What you return should match the data exactly, from the first line to the last.

Data for this exercise START

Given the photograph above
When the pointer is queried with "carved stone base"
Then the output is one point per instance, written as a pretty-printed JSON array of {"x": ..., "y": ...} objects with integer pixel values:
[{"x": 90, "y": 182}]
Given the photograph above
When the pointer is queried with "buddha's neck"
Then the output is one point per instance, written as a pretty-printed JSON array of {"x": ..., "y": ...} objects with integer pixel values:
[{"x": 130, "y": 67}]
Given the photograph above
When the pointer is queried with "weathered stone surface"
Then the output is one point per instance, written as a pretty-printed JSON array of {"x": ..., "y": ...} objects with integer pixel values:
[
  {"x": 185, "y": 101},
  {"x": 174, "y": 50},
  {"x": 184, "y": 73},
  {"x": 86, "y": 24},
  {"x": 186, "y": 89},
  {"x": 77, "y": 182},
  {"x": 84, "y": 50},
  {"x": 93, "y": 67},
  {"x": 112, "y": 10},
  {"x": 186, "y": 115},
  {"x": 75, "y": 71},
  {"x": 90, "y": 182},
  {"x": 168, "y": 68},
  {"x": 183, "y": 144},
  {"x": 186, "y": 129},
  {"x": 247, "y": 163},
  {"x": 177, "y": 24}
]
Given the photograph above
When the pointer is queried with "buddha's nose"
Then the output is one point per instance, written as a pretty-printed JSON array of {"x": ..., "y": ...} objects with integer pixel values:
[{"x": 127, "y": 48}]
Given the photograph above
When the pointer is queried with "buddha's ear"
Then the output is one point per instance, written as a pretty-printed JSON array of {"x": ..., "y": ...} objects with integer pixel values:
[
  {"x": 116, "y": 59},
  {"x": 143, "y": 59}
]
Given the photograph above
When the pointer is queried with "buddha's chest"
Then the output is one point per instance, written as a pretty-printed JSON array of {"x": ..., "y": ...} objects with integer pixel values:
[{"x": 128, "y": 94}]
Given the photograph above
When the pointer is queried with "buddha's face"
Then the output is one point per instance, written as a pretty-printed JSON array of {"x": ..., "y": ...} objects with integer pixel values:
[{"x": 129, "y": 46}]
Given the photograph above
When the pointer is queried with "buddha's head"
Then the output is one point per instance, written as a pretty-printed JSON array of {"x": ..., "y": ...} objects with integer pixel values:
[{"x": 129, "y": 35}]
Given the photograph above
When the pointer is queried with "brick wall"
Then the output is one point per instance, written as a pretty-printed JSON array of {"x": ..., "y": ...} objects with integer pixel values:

Data for this exercise END

**Reply to the exercise:**
Given the photograph above
When the pointer is queried with "carved stone base"
Then the output is one point per instance, written as a pretty-printed JSON array of {"x": ..., "y": ...} objects with integer pixel values:
[{"x": 90, "y": 182}]
Given the photograph above
When the pointer is queried with "buddha's neck"
Then the output is one point per instance, written as a pretty-printed JSON array of {"x": ..., "y": ...} objects with integer pixel values:
[{"x": 130, "y": 67}]
Given the photograph above
When the pointer is queried with "weathered stone surface"
Then the output is one point per instance, written as a pretty-printed JSON array of {"x": ..., "y": ...} objects with integer pixel values:
[
  {"x": 185, "y": 101},
  {"x": 174, "y": 50},
  {"x": 184, "y": 73},
  {"x": 86, "y": 24},
  {"x": 186, "y": 89},
  {"x": 77, "y": 182},
  {"x": 84, "y": 50},
  {"x": 93, "y": 67},
  {"x": 112, "y": 10},
  {"x": 186, "y": 115},
  {"x": 75, "y": 71},
  {"x": 90, "y": 182},
  {"x": 168, "y": 68},
  {"x": 183, "y": 144},
  {"x": 186, "y": 129},
  {"x": 247, "y": 163},
  {"x": 177, "y": 24}
]
Given the photograph above
When the pointer is queried with "buddha's nose"
Then the output is one point per instance, written as a pretty-printed JSON array of {"x": ..., "y": ...} objects with integer pixel values:
[{"x": 127, "y": 48}]
Given the photograph above
When the pointer is queried with "buddha's ear"
Then the output is one point per instance, written as a pretty-printed JSON array of {"x": ..., "y": ...} objects with integer pixel values:
[
  {"x": 116, "y": 59},
  {"x": 143, "y": 59}
]
Given the photograph above
When the pointer is queried with "buddha's chest"
Then the output is one point per instance, written as a pretty-printed JSON array of {"x": ..., "y": ...} objects with integer pixel values:
[{"x": 128, "y": 94}]
Given the photograph above
When the pointer is queried with "buddha's face"
Then the output is one point per instance, written as a pretty-printed JSON array of {"x": ..., "y": ...} objects with integer pixel values:
[{"x": 129, "y": 46}]
Given the photograph above
When the pointer is queried with "buddha's head"
Then the output is one point per instance, written as a pretty-printed JSON array of {"x": ..., "y": ...} objects with integer pixel values:
[{"x": 129, "y": 35}]
Given the photograph above
When the pointer is queried with "brick wall"
Then the output is one point per instance, written as a pretty-printed JSON array of {"x": ..., "y": ...} objects with integer pixel values:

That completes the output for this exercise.